Exercise directions: Render the lines below as a numbered list, from the line containing "<item>black utility cart</item>." down to the line containing "M 684 401 L", including both and leaving out blank lines.

Entries:
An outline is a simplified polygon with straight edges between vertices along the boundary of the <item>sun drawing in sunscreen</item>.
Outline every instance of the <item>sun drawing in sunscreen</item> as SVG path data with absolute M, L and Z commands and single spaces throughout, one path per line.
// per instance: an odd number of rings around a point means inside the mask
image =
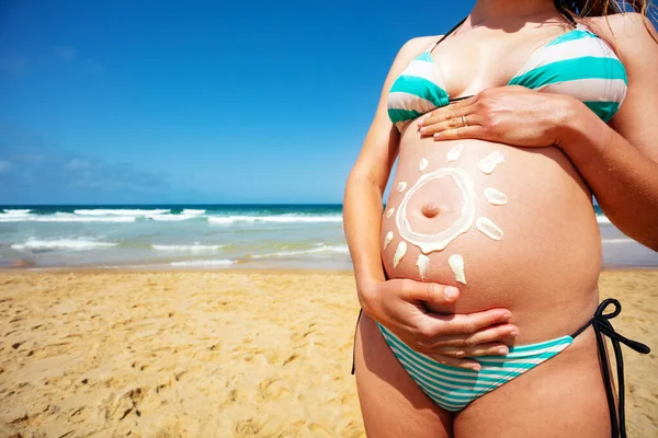
M 446 161 L 454 162 L 457 161 L 462 154 L 463 146 L 457 145 L 447 151 Z M 489 175 L 491 174 L 499 164 L 504 163 L 504 155 L 501 151 L 496 150 L 489 153 L 487 157 L 481 159 L 478 162 L 478 169 Z M 421 159 L 419 164 L 419 170 L 422 172 L 427 168 L 427 160 Z M 447 224 L 446 228 L 440 230 L 436 233 L 428 234 L 415 231 L 409 223 L 409 219 L 407 216 L 407 207 L 409 205 L 410 199 L 413 195 L 426 184 L 434 180 L 441 178 L 451 178 L 462 195 L 457 201 L 461 200 L 461 206 L 454 206 L 460 208 L 454 208 L 456 211 L 460 211 L 460 217 L 452 223 Z M 398 192 L 405 192 L 407 188 L 407 183 L 399 183 L 397 186 Z M 487 201 L 492 206 L 504 206 L 508 203 L 508 197 L 504 193 L 500 192 L 494 187 L 486 187 L 484 189 L 484 195 Z M 409 242 L 412 245 L 416 245 L 420 249 L 421 254 L 418 256 L 416 262 L 416 266 L 418 266 L 418 273 L 421 279 L 427 278 L 428 270 L 430 268 L 430 257 L 427 254 L 434 251 L 443 251 L 453 240 L 455 240 L 461 234 L 470 230 L 473 224 L 475 223 L 476 229 L 480 231 L 483 234 L 488 237 L 491 240 L 499 241 L 503 238 L 503 232 L 491 219 L 486 217 L 476 217 L 475 211 L 475 185 L 470 175 L 461 168 L 450 166 L 450 168 L 440 168 L 435 171 L 423 173 L 416 184 L 413 184 L 402 197 L 400 205 L 398 206 L 395 215 L 395 222 L 397 229 L 400 233 L 400 238 L 402 239 L 398 244 L 398 247 L 393 256 L 393 266 L 397 267 L 400 263 L 405 254 L 407 253 L 407 243 Z M 386 217 L 390 217 L 393 215 L 394 209 L 389 209 L 386 214 Z M 389 231 L 386 234 L 384 247 L 386 247 L 390 240 L 393 239 L 393 233 Z M 447 258 L 447 264 L 452 269 L 455 279 L 458 283 L 466 284 L 466 275 L 465 275 L 465 263 L 464 257 L 460 254 L 453 254 Z

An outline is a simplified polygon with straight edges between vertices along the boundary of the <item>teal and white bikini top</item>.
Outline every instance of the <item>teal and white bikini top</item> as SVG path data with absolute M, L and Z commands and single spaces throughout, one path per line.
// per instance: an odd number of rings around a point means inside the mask
M 463 22 L 417 56 L 393 83 L 388 117 L 400 131 L 417 117 L 452 102 L 432 50 Z M 620 108 L 627 84 L 626 69 L 614 51 L 581 24 L 535 50 L 508 82 L 571 95 L 604 122 Z

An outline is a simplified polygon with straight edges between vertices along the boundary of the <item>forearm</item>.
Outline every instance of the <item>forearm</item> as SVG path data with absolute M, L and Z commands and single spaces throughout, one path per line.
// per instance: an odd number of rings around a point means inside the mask
M 572 102 L 559 147 L 576 165 L 610 220 L 658 251 L 658 163 L 646 157 L 582 103 Z
M 382 188 L 374 181 L 356 171 L 350 173 L 343 199 L 343 228 L 364 309 L 364 293 L 370 286 L 385 280 L 379 255 L 382 196 Z

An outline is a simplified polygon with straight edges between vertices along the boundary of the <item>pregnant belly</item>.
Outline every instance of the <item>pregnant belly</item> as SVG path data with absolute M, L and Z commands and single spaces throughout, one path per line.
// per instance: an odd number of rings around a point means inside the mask
M 383 217 L 387 276 L 457 286 L 457 303 L 436 312 L 508 308 L 526 342 L 590 316 L 601 241 L 591 194 L 567 157 L 415 135 L 402 138 Z

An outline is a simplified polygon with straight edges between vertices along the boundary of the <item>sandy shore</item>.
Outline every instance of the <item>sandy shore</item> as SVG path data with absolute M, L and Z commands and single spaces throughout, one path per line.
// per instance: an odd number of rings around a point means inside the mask
M 658 351 L 658 272 L 608 272 Z M 351 273 L 0 273 L 0 437 L 362 437 Z M 625 349 L 629 437 L 658 358 Z

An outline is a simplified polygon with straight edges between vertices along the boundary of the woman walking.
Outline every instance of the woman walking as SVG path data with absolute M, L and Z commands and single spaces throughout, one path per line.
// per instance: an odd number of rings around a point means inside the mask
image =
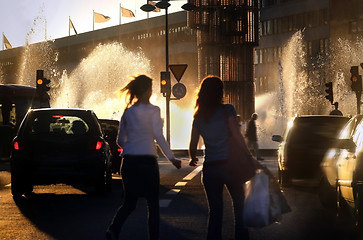
M 117 143 L 123 148 L 121 176 L 124 187 L 124 203 L 116 212 L 107 232 L 108 240 L 116 240 L 122 225 L 136 208 L 139 197 L 145 197 L 148 205 L 149 239 L 159 238 L 159 167 L 154 140 L 165 156 L 176 167 L 175 159 L 162 133 L 160 108 L 150 103 L 152 79 L 139 75 L 131 80 L 122 92 L 127 92 L 128 104 L 121 117 Z
M 243 183 L 235 180 L 227 166 L 229 151 L 228 125 L 232 126 L 232 138 L 239 141 L 240 148 L 251 156 L 237 123 L 236 110 L 231 104 L 223 104 L 223 82 L 219 77 L 203 79 L 197 101 L 189 144 L 189 165 L 197 164 L 197 144 L 202 136 L 205 157 L 202 182 L 208 200 L 208 240 L 222 239 L 223 188 L 227 187 L 233 201 L 235 218 L 235 239 L 248 239 L 248 229 L 243 223 Z

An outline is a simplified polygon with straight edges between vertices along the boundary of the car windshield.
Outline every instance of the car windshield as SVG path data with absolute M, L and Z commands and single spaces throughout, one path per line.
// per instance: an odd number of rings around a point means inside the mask
M 290 129 L 287 139 L 290 143 L 324 143 L 336 137 L 346 118 L 297 118 Z
M 31 134 L 83 135 L 89 131 L 87 123 L 72 115 L 38 115 L 31 122 Z

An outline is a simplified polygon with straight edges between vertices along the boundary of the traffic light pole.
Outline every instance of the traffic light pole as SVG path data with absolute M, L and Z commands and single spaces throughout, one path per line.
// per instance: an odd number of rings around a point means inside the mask
M 165 69 L 168 82 L 168 89 L 165 96 L 165 111 L 166 111 L 166 141 L 170 145 L 170 95 L 171 95 L 171 82 L 169 71 L 169 26 L 168 26 L 168 8 L 165 8 Z

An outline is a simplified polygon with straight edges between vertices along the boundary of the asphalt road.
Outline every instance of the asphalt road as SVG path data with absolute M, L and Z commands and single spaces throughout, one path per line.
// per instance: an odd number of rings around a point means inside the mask
M 205 239 L 208 207 L 200 181 L 201 167 L 192 168 L 183 158 L 182 169 L 160 159 L 161 237 L 173 240 Z M 262 162 L 274 174 L 275 157 Z M 122 180 L 113 178 L 113 191 L 106 196 L 86 194 L 87 189 L 67 185 L 36 186 L 30 199 L 16 203 L 10 192 L 8 165 L 0 164 L 0 240 L 105 239 L 105 230 L 122 203 Z M 86 191 L 85 191 L 86 190 Z M 317 188 L 303 183 L 285 188 L 292 211 L 280 223 L 250 229 L 252 240 L 351 240 L 359 239 L 351 223 L 337 221 L 334 212 L 324 209 Z M 231 202 L 225 191 L 223 237 L 233 239 Z M 146 203 L 138 202 L 121 232 L 123 240 L 147 239 Z

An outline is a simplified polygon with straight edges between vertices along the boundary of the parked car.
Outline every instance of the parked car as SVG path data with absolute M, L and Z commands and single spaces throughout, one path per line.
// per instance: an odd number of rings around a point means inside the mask
M 309 180 L 315 184 L 322 177 L 320 163 L 348 117 L 307 115 L 294 117 L 284 132 L 272 136 L 280 142 L 278 148 L 278 180 L 289 186 L 293 179 Z
M 320 184 L 319 198 L 320 202 L 327 208 L 336 209 L 337 199 L 337 160 L 344 149 L 340 149 L 339 142 L 342 143 L 343 139 L 351 139 L 357 125 L 363 119 L 363 115 L 352 117 L 337 136 L 337 140 L 333 146 L 327 150 L 322 162 L 321 168 L 323 171 L 323 179 Z
M 14 197 L 34 185 L 86 184 L 98 193 L 111 187 L 110 147 L 92 110 L 28 111 L 13 140 L 10 167 Z
M 337 214 L 348 210 L 360 230 L 363 230 L 362 164 L 363 115 L 356 115 L 343 128 L 321 166 L 329 184 L 336 189 Z
M 120 154 L 122 153 L 122 148 L 116 143 L 120 121 L 112 119 L 99 119 L 99 121 L 105 134 L 105 139 L 110 145 L 112 173 L 120 174 L 122 160 Z

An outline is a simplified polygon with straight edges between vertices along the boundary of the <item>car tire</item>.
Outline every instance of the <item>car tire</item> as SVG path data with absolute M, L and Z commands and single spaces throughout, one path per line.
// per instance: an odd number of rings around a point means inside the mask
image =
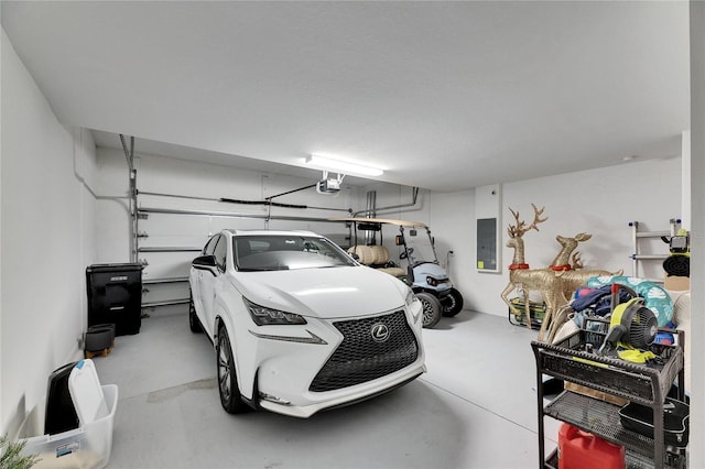
M 188 328 L 194 334 L 203 332 L 203 326 L 200 319 L 196 315 L 196 307 L 194 306 L 194 295 L 188 292 Z
M 451 288 L 451 293 L 441 299 L 443 316 L 453 317 L 463 310 L 463 295 L 456 288 Z
M 433 296 L 431 293 L 426 292 L 416 293 L 416 298 L 419 298 L 423 306 L 423 327 L 431 329 L 433 326 L 438 324 L 438 320 L 441 320 L 441 302 L 438 302 L 438 298 Z
M 216 347 L 216 366 L 218 379 L 218 393 L 220 404 L 228 414 L 241 414 L 249 407 L 240 396 L 232 347 L 225 327 L 218 329 L 218 345 Z

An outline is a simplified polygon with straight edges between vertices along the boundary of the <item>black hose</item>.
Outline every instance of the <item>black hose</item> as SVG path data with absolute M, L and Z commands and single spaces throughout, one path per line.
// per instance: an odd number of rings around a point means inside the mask
M 663 270 L 669 276 L 691 276 L 691 258 L 687 255 L 669 255 L 663 261 Z

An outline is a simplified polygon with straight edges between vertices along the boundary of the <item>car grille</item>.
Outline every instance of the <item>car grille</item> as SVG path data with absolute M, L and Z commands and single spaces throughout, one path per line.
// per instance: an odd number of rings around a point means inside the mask
M 372 327 L 383 324 L 389 339 L 377 342 Z M 333 323 L 343 342 L 321 369 L 310 391 L 333 391 L 376 380 L 416 361 L 419 343 L 403 310 L 386 316 Z

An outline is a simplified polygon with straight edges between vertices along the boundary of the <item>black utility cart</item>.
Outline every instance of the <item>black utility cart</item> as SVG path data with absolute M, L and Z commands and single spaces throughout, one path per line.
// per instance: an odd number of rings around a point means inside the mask
M 684 401 L 683 331 L 672 331 L 676 345 L 658 346 L 659 363 L 637 364 L 618 358 L 588 352 L 597 350 L 605 334 L 581 329 L 556 345 L 532 341 L 536 360 L 536 403 L 539 412 L 539 467 L 557 468 L 554 450 L 546 458 L 544 450 L 544 417 L 566 422 L 607 441 L 625 446 L 627 468 L 684 468 L 685 447 L 664 443 L 664 400 L 677 378 L 677 400 Z M 587 350 L 587 351 L 586 351 Z M 563 391 L 544 405 L 543 377 L 622 397 L 653 410 L 653 437 L 625 428 L 620 423 L 620 406 L 588 395 Z

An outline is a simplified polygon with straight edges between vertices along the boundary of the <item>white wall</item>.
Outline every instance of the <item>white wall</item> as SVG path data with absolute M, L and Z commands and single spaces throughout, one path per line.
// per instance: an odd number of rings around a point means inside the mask
M 488 186 L 489 187 L 489 186 Z M 518 210 L 531 222 L 533 209 L 545 207 L 539 231 L 524 237 L 525 261 L 531 268 L 549 265 L 561 246 L 556 234 L 573 237 L 589 232 L 592 239 L 581 243 L 583 262 L 588 269 L 623 269 L 632 274 L 633 252 L 630 221 L 639 221 L 640 230 L 668 230 L 669 220 L 681 216 L 681 159 L 634 162 L 612 167 L 547 176 L 491 186 L 499 190 L 499 230 L 501 236 L 500 269 L 498 273 L 476 269 L 476 199 L 477 190 L 438 193 L 421 190 L 417 204 L 379 212 L 387 218 L 423 221 L 430 225 L 436 241 L 441 263 L 449 264 L 449 274 L 465 299 L 465 307 L 498 316 L 507 315 L 500 293 L 509 283 L 507 265 L 513 251 L 506 248 L 507 226 L 514 222 L 508 207 Z M 410 189 L 386 184 L 372 184 L 360 194 L 364 208 L 365 192 L 377 193 L 379 207 L 410 203 Z M 386 233 L 384 244 L 393 252 L 393 233 Z M 642 252 L 668 253 L 661 240 L 640 241 Z M 453 251 L 452 257 L 447 257 Z M 661 279 L 660 261 L 644 261 L 640 276 Z M 536 298 L 538 299 L 538 298 Z
M 12 433 L 80 356 L 95 145 L 57 120 L 4 31 L 1 68 L 0 433 Z
M 553 261 L 561 248 L 556 234 L 573 237 L 585 231 L 593 237 L 577 251 L 587 269 L 623 269 L 625 274 L 631 275 L 629 255 L 633 243 L 629 221 L 639 221 L 643 230 L 666 230 L 669 220 L 680 217 L 680 159 L 653 160 L 502 184 L 502 272 L 478 273 L 473 264 L 467 265 L 470 283 L 463 285 L 463 291 L 468 292 L 468 306 L 482 313 L 507 314 L 499 294 L 509 283 L 507 265 L 513 255 L 513 250 L 505 247 L 507 227 L 514 222 L 508 207 L 531 222 L 531 203 L 545 207 L 543 217 L 547 217 L 538 226 L 539 231 L 524 236 L 525 261 L 531 268 L 544 268 Z M 641 248 L 643 252 L 668 253 L 666 244 L 660 240 L 642 241 Z M 644 265 L 640 276 L 662 277 L 659 261 L 647 261 Z
M 130 216 L 128 211 L 128 165 L 122 151 L 98 149 L 99 193 L 98 200 L 98 261 L 131 261 Z M 337 196 L 317 194 L 314 188 L 299 190 L 276 197 L 274 203 L 305 206 L 307 208 L 272 207 L 263 204 L 234 204 L 217 201 L 229 198 L 261 203 L 267 197 L 312 185 L 319 173 L 312 178 L 291 177 L 280 174 L 264 174 L 232 166 L 195 163 L 163 156 L 142 154 L 135 148 L 134 166 L 137 186 L 140 192 L 141 209 L 159 208 L 174 210 L 203 210 L 218 214 L 241 214 L 242 218 L 217 215 L 148 214 L 139 220 L 138 230 L 148 234 L 140 239 L 142 248 L 197 248 L 200 249 L 213 234 L 223 228 L 238 229 L 302 229 L 328 236 L 345 244 L 348 230 L 341 222 L 319 222 L 304 218 L 332 218 L 349 215 L 357 199 L 358 190 L 343 184 Z M 154 194 L 178 195 L 166 197 Z M 267 216 L 272 219 L 268 222 Z M 299 220 L 282 220 L 280 217 L 295 217 Z M 139 252 L 139 260 L 145 261 L 143 279 L 184 279 L 197 252 Z M 187 283 L 151 284 L 142 301 L 155 303 L 188 298 Z M 150 314 L 185 313 L 185 305 L 151 309 Z

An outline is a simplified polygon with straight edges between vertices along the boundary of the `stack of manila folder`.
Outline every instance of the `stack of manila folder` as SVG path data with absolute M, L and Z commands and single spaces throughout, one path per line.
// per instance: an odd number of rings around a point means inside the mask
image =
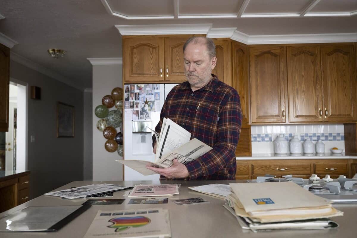
M 246 224 L 248 227 L 255 224 L 257 228 L 260 225 L 268 229 L 270 227 L 288 229 L 302 226 L 305 221 L 310 223 L 312 229 L 321 226 L 320 228 L 323 229 L 323 226 L 329 223 L 326 218 L 343 215 L 332 207 L 332 201 L 313 194 L 292 182 L 230 185 L 233 193 L 226 198 L 224 206 L 232 213 L 233 211 L 237 219 L 251 223 Z M 272 223 L 277 223 L 266 226 Z

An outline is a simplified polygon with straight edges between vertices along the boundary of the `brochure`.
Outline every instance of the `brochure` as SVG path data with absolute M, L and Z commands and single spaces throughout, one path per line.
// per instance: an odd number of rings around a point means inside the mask
M 45 193 L 45 195 L 57 196 L 69 199 L 73 199 L 74 198 L 85 198 L 103 193 L 120 191 L 132 188 L 132 187 L 125 187 L 125 186 L 108 183 L 92 184 L 79 187 L 74 188 L 70 188 L 60 191 L 51 192 Z
M 190 141 L 191 133 L 170 119 L 164 118 L 160 135 L 155 131 L 151 131 L 155 135 L 157 142 L 154 162 L 135 159 L 116 161 L 143 175 L 150 175 L 156 173 L 146 168 L 147 166 L 168 168 L 173 164 L 172 161 L 174 159 L 185 164 L 197 159 L 212 149 L 196 138 Z
M 170 237 L 169 210 L 161 208 L 99 210 L 85 238 Z
M 178 194 L 178 186 L 176 184 L 157 185 L 135 185 L 128 197 L 150 197 L 166 196 Z

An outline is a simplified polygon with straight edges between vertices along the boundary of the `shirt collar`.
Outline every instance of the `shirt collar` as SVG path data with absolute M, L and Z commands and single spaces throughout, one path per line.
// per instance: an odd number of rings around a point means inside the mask
M 212 79 L 208 82 L 208 83 L 201 88 L 200 88 L 200 89 L 198 89 L 198 91 L 203 91 L 206 90 L 211 91 L 212 92 L 214 92 L 215 90 L 217 88 L 218 78 L 217 76 L 213 74 L 211 74 L 211 75 L 212 76 Z M 191 90 L 191 87 L 188 81 L 186 81 L 181 84 L 180 88 L 182 90 L 188 89 Z

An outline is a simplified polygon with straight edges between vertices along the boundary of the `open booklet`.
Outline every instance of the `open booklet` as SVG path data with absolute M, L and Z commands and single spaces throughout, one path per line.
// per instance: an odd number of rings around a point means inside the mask
M 135 159 L 116 161 L 143 175 L 151 175 L 156 173 L 146 168 L 146 166 L 168 168 L 173 164 L 174 159 L 177 159 L 179 162 L 184 164 L 195 159 L 212 148 L 195 138 L 190 141 L 191 133 L 169 118 L 164 118 L 160 135 L 155 131 L 151 131 L 155 135 L 157 142 L 155 160 L 153 163 Z

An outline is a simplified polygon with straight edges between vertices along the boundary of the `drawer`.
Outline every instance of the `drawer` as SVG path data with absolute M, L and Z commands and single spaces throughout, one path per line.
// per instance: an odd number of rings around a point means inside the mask
M 30 175 L 26 175 L 19 178 L 19 190 L 21 190 L 29 187 L 30 183 Z
M 347 174 L 346 164 L 315 164 L 315 173 L 318 174 Z
M 267 173 L 274 175 L 313 173 L 310 164 L 253 164 L 252 166 L 253 174 L 257 175 L 264 175 Z
M 19 204 L 22 204 L 29 201 L 29 189 L 25 188 L 19 192 Z

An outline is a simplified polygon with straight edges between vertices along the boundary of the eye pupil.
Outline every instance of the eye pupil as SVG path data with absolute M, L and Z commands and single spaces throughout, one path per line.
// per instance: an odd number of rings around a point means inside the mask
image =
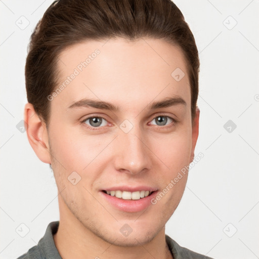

Written answer:
1. An outline is a simplified polygon with straight edges between vertices along the boundary of the <item>black utility cart</item>.
2. Outline every instance of the <item>black utility cart</item> as SVG path data with absolute M, L and Z commands and single spaces throughout, one path per line.
3. // per instance: an odd number of rings around a point means inside the mask
4. M 684 401 L 683 331 L 672 331 L 676 345 L 658 346 L 659 363 L 637 364 L 618 358 L 588 352 L 597 350 L 605 334 L 581 329 L 556 345 L 532 341 L 536 360 L 536 403 L 539 412 L 539 467 L 557 468 L 554 450 L 546 458 L 544 450 L 544 417 L 566 422 L 607 441 L 625 446 L 627 468 L 684 468 L 685 447 L 664 443 L 664 400 L 677 378 L 677 400 Z M 587 350 L 587 351 L 586 351 Z M 563 391 L 544 405 L 543 377 L 622 397 L 653 410 L 653 437 L 625 428 L 620 423 L 620 406 L 588 395 Z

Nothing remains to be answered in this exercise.